Please output the stretch of the EMT rescue account from "United Hatzalah volunteer" through "arrived after Avi.", copied word for word.

■ Text block
________________

United Hatzalah volunteer EMT Avi Wilman was out shopping with his wife in preparation for his brother-in-law’s wedding which was scheduled for Monday evening. Upon receiving the alert regarding the medical emergency, the couple, who live in Bnei Brak, but were right near the address when the incident occurred, rushed over to the home of the fallen woman. Avi grabbed the medical kit from his car while his wife stayed in the vehicle and was able to direct the other first responders who arrived after Avi.


“I ran up to the apartment where the woman lived and I saw that she had collapsed in the bathtub. Together with her helper, I pulled her out and laid her on the floor in the living room. I checked for a pulse and finding none, I attached a defibrillator and began chest compressions.” 


From this point onward, Avi said that everything that took place was against the expectations of what normally transpires during CPR. “I was expecting this CPR to fail. The Defibrillator did not advise a shock, and the woman was already advanced in years. Normally, those two elements together are a recipe for a tragic outcome, but not in this case.” 


Avi continued compressions and was joined by other first responders who provided assisted ventilation and rotated in and out of doing compressions with Avi. “All of a sudden, and even before the mobile intensive care ambulance (MICU)  could arrive, the woman’s pulse came back. Without a shock from the defibrillator, without medications of any kind, just based on the compressions that we were doing and the oxygen that we were providing her, the woman’s heart began to work once again. To say this is rare would be an understatement. I have been a volunteer EMT for a good number of years now and I have never witnessed or heard of something like this happening,” Avi added.

________________

■ Extracted data
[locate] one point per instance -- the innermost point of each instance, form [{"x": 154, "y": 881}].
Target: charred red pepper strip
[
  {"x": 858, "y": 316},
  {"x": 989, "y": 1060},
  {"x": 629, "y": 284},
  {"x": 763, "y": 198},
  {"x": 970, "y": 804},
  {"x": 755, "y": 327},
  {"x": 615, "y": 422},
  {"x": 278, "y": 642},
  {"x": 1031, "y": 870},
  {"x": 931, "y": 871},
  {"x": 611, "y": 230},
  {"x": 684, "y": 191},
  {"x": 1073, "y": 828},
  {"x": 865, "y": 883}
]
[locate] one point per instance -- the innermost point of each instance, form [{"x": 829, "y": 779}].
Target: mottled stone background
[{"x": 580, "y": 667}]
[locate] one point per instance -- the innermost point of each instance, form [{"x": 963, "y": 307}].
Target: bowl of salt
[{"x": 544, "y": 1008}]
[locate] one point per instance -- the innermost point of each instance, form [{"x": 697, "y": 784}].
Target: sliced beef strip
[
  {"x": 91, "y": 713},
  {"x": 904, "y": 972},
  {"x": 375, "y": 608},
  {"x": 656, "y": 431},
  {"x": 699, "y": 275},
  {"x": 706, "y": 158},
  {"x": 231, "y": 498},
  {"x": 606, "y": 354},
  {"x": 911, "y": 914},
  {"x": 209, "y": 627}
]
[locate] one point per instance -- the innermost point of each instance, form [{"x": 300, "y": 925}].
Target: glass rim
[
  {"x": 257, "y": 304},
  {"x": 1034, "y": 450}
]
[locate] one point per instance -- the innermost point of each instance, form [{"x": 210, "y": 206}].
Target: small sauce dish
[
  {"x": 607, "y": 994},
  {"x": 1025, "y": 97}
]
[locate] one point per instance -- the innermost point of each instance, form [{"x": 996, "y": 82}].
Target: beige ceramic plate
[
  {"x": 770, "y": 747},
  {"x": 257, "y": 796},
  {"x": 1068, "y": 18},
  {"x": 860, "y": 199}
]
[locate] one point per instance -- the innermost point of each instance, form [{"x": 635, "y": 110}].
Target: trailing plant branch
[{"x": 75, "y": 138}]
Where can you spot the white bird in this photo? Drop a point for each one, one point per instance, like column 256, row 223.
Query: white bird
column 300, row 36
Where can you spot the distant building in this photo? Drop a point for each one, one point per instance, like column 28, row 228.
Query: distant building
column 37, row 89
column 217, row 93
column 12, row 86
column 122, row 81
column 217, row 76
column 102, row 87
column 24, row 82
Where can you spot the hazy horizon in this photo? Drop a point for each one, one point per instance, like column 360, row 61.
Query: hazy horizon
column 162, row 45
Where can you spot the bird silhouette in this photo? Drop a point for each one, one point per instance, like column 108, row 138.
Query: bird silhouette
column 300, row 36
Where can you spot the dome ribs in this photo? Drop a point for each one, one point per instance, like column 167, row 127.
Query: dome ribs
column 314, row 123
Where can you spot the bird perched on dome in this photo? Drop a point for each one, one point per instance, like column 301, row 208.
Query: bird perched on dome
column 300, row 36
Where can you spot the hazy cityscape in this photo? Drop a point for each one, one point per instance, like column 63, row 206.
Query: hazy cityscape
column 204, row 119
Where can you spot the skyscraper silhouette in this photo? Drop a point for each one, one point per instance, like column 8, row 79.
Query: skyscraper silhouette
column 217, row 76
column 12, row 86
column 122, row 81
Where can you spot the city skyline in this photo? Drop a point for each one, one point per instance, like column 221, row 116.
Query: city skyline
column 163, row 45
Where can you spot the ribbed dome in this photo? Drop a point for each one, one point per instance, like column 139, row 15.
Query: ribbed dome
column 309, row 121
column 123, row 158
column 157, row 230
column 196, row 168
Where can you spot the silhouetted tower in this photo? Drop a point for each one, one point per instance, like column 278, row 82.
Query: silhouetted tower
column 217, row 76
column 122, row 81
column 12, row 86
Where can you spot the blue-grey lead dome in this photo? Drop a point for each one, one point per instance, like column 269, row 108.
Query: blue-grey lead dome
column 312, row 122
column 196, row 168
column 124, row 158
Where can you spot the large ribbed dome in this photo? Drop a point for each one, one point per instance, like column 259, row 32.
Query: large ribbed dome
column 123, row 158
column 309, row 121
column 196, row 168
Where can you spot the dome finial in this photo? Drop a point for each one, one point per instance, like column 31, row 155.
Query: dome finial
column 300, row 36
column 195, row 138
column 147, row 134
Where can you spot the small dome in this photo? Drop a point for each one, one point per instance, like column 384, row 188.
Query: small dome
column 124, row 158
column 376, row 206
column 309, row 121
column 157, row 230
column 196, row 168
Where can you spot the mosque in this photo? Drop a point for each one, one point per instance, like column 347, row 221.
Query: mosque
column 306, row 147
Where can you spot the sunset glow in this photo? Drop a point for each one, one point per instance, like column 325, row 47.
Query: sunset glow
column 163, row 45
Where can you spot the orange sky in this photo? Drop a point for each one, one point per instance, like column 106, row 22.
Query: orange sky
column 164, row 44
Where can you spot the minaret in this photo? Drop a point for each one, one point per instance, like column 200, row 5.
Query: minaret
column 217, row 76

________________

■ Written answer
United Hatzalah volunteer EMT Avi Wilman was out shopping with his wife in preparation for his brother-in-law’s wedding which was scheduled for Monday evening. Upon receiving the alert regarding the medical emergency, the couple, who live in Bnei Brak, but were right near the address when the incident occurred, rushed over to the home of the fallen woman. Avi grabbed the medical kit from his car while his wife stayed in the vehicle and was able to direct the other first responders who arrived after Avi.